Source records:

○ ○ ○

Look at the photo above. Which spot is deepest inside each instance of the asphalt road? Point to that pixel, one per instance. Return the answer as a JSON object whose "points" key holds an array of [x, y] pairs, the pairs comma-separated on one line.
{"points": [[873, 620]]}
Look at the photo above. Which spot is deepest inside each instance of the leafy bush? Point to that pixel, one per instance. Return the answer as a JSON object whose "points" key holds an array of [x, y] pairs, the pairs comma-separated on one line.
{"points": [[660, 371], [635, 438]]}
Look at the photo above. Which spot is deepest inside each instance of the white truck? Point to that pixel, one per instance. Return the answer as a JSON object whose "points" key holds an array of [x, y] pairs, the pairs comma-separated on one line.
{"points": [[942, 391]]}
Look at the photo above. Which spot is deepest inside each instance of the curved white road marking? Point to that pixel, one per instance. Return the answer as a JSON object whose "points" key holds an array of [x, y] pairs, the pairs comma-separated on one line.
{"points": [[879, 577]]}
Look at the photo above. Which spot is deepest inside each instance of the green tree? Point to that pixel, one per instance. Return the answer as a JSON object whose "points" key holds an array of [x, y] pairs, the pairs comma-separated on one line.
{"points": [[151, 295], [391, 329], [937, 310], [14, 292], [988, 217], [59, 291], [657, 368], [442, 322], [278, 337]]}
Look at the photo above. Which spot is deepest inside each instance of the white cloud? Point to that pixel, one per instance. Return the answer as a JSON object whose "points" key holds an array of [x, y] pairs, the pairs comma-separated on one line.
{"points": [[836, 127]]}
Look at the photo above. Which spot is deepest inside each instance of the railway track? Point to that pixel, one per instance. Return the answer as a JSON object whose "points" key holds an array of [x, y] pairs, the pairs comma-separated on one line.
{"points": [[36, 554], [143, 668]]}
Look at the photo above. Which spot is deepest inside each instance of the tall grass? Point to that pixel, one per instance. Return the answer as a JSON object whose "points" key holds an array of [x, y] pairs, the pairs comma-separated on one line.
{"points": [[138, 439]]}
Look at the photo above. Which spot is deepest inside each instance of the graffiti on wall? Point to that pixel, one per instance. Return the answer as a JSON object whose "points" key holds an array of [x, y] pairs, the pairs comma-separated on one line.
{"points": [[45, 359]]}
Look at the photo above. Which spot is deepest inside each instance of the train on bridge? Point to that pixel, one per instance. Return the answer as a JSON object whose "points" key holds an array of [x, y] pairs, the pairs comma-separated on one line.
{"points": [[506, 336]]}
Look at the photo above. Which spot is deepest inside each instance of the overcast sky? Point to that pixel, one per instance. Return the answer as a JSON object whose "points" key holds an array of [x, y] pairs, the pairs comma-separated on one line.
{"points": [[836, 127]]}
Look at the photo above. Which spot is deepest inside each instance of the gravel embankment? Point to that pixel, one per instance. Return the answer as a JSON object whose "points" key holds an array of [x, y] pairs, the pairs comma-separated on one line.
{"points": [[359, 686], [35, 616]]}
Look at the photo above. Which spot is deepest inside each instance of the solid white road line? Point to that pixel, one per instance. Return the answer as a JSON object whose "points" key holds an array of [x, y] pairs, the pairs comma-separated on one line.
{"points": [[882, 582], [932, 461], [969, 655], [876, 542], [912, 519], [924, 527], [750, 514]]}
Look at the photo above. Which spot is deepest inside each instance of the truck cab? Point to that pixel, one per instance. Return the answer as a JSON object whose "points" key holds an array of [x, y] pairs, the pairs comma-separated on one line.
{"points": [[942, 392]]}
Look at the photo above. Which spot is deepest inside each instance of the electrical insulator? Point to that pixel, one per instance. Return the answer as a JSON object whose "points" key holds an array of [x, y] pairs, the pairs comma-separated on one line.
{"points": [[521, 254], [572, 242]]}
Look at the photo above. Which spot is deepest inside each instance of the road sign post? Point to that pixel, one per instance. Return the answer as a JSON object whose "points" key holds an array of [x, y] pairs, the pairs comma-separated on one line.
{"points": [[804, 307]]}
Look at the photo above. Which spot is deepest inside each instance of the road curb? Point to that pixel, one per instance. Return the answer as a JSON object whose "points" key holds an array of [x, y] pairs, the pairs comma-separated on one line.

○ ○ ○

WHAT THE TASK REQUIRES: Transcribe every line of the records, keeping each one exact.

RESPONSE:
Look at the photo above. Which spot is deepest inside each instance of the asphalt road? Point to that pixel, one per instance. Return the answer as a JSON object whose "points" key holds an array of [x, y] pairs, the pairs comma-separated on one line.
{"points": [[873, 620]]}
Look at the photo above. Which spot is deepest inside each instance of the leafy bush? Point to that pixel, one per instance. Return the answer as a JSON object whose "points" key holds an array of [x, y] pairs, the pairs comma-separated on one line.
{"points": [[660, 371], [635, 438]]}
Look at the photo above. Which spot is deepest inside each instance of the white truck? Point to that pixel, one per instance. Return the answer as a JSON object whose "points" key holds an array of [x, y] pairs, the pairs comma-separated on one line.
{"points": [[942, 391]]}
Look at the photo above. Which spot is deepest inside each instance of the curved white road marking? Point to that pixel, one per instance. Return the answer as a JSON object whose "points" key holds an array of [x, y] pairs, the pairs comma-separated on one line.
{"points": [[879, 577]]}
Look at the photo above. Which spot is deepest inside each instance of the green tree? Point to that pixel, one per instance. Return the answer as a JSON object whose "points" key holds an array of [x, y] pairs, the pairs comma-separated on one line.
{"points": [[151, 295], [391, 329], [937, 310], [14, 292], [988, 217], [59, 291], [657, 368], [442, 322], [278, 337]]}
Look at the photo above. Which spot is deepest inside each instance of the white cloud? Point to that pixel, one per instance. Return the answer as a JSON object whose "points" key holds an array of [x, y] pairs, the pairs comma-separated on one line.
{"points": [[836, 127]]}
Look at the photo above. Which spot is deepest inside each instance of the railway track? Point to that pixel, one per instance. Return the answer as a JSON object whose "points" key holds an array of [x, y] pairs, the pairs comma-separated on one line.
{"points": [[36, 554], [143, 668]]}
Look at the photo above. Which spot is deepest inside each instance of the tall grass? Point to that pixel, one per instance. Return the answer as a JSON object whose "points" key holds an array of [x, y] pairs, the pairs comma-separated on one line.
{"points": [[138, 439]]}
Look at the photo above. Which spot is deepest inside each instance of the graffiti on wall? Point to that pixel, one per instance. Return the answer as a JSON object whose "points" key holds an array of [x, y] pairs, the pairs comma-separated on one line.
{"points": [[45, 359]]}
Look at the photo above. Which spot is deepest inside each instance of the train on bridge? Point to that pixel, one per instance. Return the answer as a JSON object whose "points" key holds an array of [x, y] pairs, the pairs comma-separated on one line.
{"points": [[506, 336]]}
Look at the photo above. Which spot is deepest inside each instance of the overcast sky? Point to that pixel, one per instance. Return the answer as a JSON object whose "points" key holds an array of [x, y] pairs, the pairs comma-separated on one line.
{"points": [[836, 127]]}
Look at the photo above. Which spot is deepest inside each instance of the gravel embankment? Point to that pixel, one per instance. Return the answer as a JSON object whose "points" key holds an array of [x, y] pairs, the pairs comma-separated on one line.
{"points": [[359, 686], [35, 616]]}
Look at the photo above. Which spot is deepest inside each instance of the solid white road line? Point to that pixel, one per instance. Return the answer as a JSON object whose "points" key holds an array of [x, y] pairs, the pairs comma-separated on one line.
{"points": [[882, 582], [932, 461], [969, 655], [876, 542], [912, 519], [924, 527], [750, 514]]}
Look at the photo above. Which spot is deepest inside each instance of the truck cab? Point to that pixel, one per instance. Return the answer as a JSON object whose "points" key holds an array of [x, y] pairs, the pairs comma-separated on one line.
{"points": [[942, 392]]}
Look at the photo above. Which spot is deepest inside each instance of the electrical insulator? Point to that pixel, one per instance. Return the answer as a JSON object whose "points" key holds an array of [x, y] pairs, the pairs comma-separated on one line.
{"points": [[521, 254], [572, 242]]}
Look at the photo above. Which spot is deepest inside each instance of the road sign post? Point to that pixel, one per instance. Return the answer as a JSON object whose "points" key holds an array of [x, y] pairs, the pairs comma-separated on one line.
{"points": [[804, 307]]}
Look at the photo above. Which spot is deepest inside each instance of the road curb? Point to that pixel, one per instance. Return the answer as a JSON object whose "points" key holds an array of [x, y] pairs, the pairs comma-separated on one line.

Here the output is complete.